**Görev Gereksinimleri**: Aşağıdaki verilerden "the tractor windshield" ifadesini içeren satırdan başlayıp verilerin son satırına kadar devam eden kısmı, her iki uç satır da dahil olmak üzere, hiçbir değişiklik yapmadan çıkarınız.

**Çıkarılan Veriler**:
-=-=-

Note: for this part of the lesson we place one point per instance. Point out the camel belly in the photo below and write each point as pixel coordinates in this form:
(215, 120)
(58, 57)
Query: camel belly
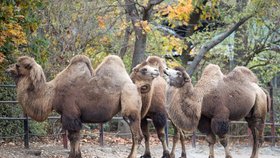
(100, 112)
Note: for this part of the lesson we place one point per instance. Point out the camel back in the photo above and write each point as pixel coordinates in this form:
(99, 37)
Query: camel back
(242, 74)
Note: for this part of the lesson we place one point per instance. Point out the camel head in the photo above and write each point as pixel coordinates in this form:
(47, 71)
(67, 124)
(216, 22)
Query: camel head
(143, 75)
(176, 77)
(26, 68)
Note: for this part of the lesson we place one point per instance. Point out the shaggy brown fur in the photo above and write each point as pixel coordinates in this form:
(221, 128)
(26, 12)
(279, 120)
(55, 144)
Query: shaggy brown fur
(153, 102)
(147, 77)
(80, 95)
(183, 107)
(230, 97)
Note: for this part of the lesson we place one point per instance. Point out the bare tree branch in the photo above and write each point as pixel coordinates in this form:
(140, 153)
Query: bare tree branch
(213, 42)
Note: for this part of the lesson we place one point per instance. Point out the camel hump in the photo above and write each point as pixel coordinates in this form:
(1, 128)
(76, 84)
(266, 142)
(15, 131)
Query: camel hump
(112, 60)
(158, 62)
(241, 74)
(84, 59)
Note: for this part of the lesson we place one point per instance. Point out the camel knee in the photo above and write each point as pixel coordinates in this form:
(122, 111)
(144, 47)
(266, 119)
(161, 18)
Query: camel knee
(211, 139)
(73, 136)
(224, 141)
(71, 124)
(220, 126)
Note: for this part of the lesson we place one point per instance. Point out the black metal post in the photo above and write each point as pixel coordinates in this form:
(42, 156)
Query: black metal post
(26, 132)
(194, 140)
(272, 121)
(101, 135)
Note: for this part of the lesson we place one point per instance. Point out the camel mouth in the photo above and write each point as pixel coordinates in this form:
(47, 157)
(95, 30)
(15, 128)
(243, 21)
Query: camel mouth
(155, 75)
(145, 88)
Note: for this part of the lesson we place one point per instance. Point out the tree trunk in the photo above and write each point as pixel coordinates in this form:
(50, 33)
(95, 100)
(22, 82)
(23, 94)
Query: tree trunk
(241, 37)
(125, 42)
(212, 43)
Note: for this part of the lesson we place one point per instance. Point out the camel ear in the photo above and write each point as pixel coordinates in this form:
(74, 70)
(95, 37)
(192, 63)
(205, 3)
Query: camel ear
(37, 75)
(135, 69)
(28, 66)
(187, 77)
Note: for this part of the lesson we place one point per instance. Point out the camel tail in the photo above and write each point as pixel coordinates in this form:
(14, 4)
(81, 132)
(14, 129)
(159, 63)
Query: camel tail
(82, 58)
(268, 100)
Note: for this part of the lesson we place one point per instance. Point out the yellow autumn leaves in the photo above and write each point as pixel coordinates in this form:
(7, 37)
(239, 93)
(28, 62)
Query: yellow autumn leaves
(14, 32)
(180, 11)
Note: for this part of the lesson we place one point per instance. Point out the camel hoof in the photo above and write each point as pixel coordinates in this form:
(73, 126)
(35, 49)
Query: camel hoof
(146, 156)
(183, 155)
(172, 155)
(166, 154)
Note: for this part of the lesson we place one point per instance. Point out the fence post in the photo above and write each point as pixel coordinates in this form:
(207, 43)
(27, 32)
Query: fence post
(26, 132)
(194, 140)
(272, 114)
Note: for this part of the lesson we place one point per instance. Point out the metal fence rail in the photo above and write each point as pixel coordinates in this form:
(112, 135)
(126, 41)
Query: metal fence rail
(26, 119)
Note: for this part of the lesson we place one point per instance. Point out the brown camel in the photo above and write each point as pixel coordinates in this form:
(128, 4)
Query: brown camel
(80, 95)
(148, 78)
(229, 97)
(183, 106)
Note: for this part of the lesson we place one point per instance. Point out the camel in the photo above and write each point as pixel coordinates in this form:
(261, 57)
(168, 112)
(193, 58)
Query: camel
(148, 78)
(80, 95)
(226, 98)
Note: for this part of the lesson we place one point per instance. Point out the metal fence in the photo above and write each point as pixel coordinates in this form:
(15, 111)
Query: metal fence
(273, 124)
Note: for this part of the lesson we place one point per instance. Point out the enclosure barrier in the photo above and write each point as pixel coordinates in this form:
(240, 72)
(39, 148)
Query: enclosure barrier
(101, 128)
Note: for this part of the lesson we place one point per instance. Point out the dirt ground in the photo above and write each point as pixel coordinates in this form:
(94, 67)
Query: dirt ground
(116, 147)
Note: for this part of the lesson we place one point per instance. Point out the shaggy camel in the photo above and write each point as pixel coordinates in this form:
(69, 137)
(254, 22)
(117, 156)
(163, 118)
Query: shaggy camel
(148, 78)
(229, 97)
(183, 106)
(80, 95)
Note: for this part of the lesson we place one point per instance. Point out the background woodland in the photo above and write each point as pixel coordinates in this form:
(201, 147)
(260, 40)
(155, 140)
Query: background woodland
(184, 32)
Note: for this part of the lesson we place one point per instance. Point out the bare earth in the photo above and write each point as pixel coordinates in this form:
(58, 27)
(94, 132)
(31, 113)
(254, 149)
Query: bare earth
(119, 148)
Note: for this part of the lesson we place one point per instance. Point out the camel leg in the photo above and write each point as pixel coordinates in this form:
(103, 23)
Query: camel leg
(224, 142)
(159, 121)
(145, 130)
(204, 126)
(175, 141)
(178, 134)
(182, 140)
(133, 121)
(256, 126)
(211, 139)
(130, 110)
(74, 138)
(220, 126)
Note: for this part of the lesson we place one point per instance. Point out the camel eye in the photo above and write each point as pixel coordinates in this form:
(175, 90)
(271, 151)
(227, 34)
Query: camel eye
(144, 70)
(179, 73)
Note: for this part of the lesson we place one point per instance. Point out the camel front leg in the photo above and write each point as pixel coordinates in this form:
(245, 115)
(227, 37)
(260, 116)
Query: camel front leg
(74, 138)
(145, 130)
(175, 141)
(256, 126)
(133, 120)
(182, 140)
(211, 139)
(178, 134)
(224, 142)
(161, 136)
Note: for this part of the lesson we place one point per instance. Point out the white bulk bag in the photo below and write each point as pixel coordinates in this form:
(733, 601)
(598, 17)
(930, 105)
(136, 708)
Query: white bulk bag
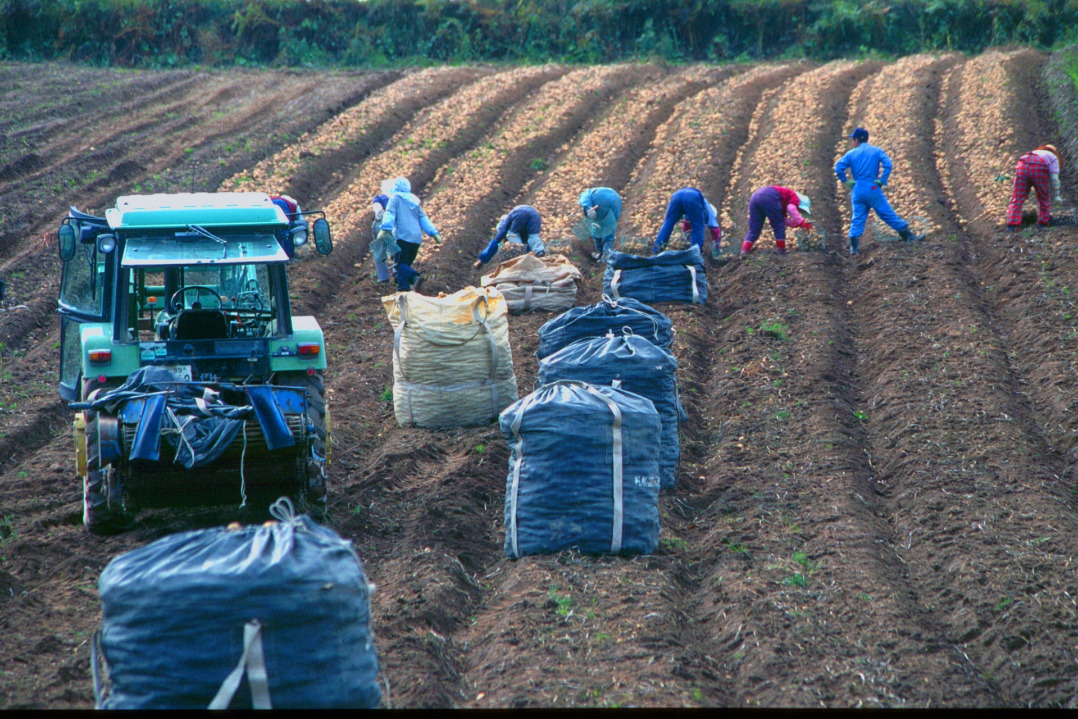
(452, 362)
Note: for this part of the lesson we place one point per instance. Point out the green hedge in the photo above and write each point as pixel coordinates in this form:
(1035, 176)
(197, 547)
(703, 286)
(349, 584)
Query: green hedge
(1061, 75)
(379, 32)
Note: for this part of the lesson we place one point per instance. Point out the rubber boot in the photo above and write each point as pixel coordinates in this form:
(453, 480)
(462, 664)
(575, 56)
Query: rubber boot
(908, 235)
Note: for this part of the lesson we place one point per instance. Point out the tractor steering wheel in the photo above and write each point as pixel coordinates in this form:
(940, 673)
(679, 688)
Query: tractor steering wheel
(174, 301)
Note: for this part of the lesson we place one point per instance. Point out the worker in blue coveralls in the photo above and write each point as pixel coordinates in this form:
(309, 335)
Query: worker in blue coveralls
(383, 247)
(688, 204)
(406, 222)
(290, 208)
(870, 168)
(522, 225)
(602, 206)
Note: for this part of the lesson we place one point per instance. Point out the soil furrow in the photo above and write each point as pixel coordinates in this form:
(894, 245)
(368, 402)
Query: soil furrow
(574, 609)
(437, 583)
(795, 357)
(924, 405)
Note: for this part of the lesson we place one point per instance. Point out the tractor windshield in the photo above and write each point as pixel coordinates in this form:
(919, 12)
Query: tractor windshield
(244, 293)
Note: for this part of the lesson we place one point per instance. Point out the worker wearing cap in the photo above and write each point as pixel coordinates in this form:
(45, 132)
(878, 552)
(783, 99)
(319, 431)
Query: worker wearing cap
(783, 208)
(714, 231)
(405, 220)
(602, 206)
(688, 204)
(870, 168)
(383, 247)
(520, 225)
(1035, 169)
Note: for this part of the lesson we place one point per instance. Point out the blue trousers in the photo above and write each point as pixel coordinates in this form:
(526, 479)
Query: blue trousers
(690, 206)
(404, 273)
(868, 195)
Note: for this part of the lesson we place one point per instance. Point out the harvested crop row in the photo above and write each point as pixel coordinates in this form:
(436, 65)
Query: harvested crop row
(430, 130)
(466, 182)
(793, 111)
(987, 137)
(785, 393)
(1040, 325)
(953, 443)
(899, 134)
(683, 151)
(273, 174)
(470, 510)
(602, 147)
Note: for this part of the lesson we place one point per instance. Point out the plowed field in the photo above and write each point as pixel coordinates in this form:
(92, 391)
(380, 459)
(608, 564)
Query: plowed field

-=-=-

**Yanıt**:
Note: for this part of the lesson we place one point per instance. Point out the tractor windshield in the photo above and write each point as pixel coordinates in this form:
(919, 12)
Query: tractor windshield
(244, 293)
Note: for this part of the lesson we place one point per instance. Point out the worker wearing cap in the photo above and write each point as pixel coordinates in this form:
(45, 132)
(878, 552)
(783, 99)
(319, 431)
Query: worker wearing cap
(783, 208)
(714, 231)
(405, 220)
(602, 206)
(688, 204)
(870, 168)
(383, 247)
(520, 225)
(1035, 169)
Note: for this part of the lesson we place one point per instance. Point out the blue trousers in the photo above and write each point as pixel coordinates in this form:
(526, 479)
Query: blue trousers
(690, 206)
(404, 273)
(868, 195)
Note: for this part of the lesson we place one point per instance. Point out the harvested crop row in the photo above and write each point as pixel coordinates in this form:
(436, 65)
Query: harvested crop row
(430, 130)
(466, 182)
(793, 111)
(987, 137)
(785, 393)
(1040, 325)
(953, 443)
(899, 134)
(683, 151)
(273, 174)
(470, 510)
(602, 147)
Note: for this part of the lesson we place one point per instance. Point out the plowed field in the photo above and write each point as pixel coordinates in this form:
(92, 391)
(380, 459)
(608, 564)
Query: plowed field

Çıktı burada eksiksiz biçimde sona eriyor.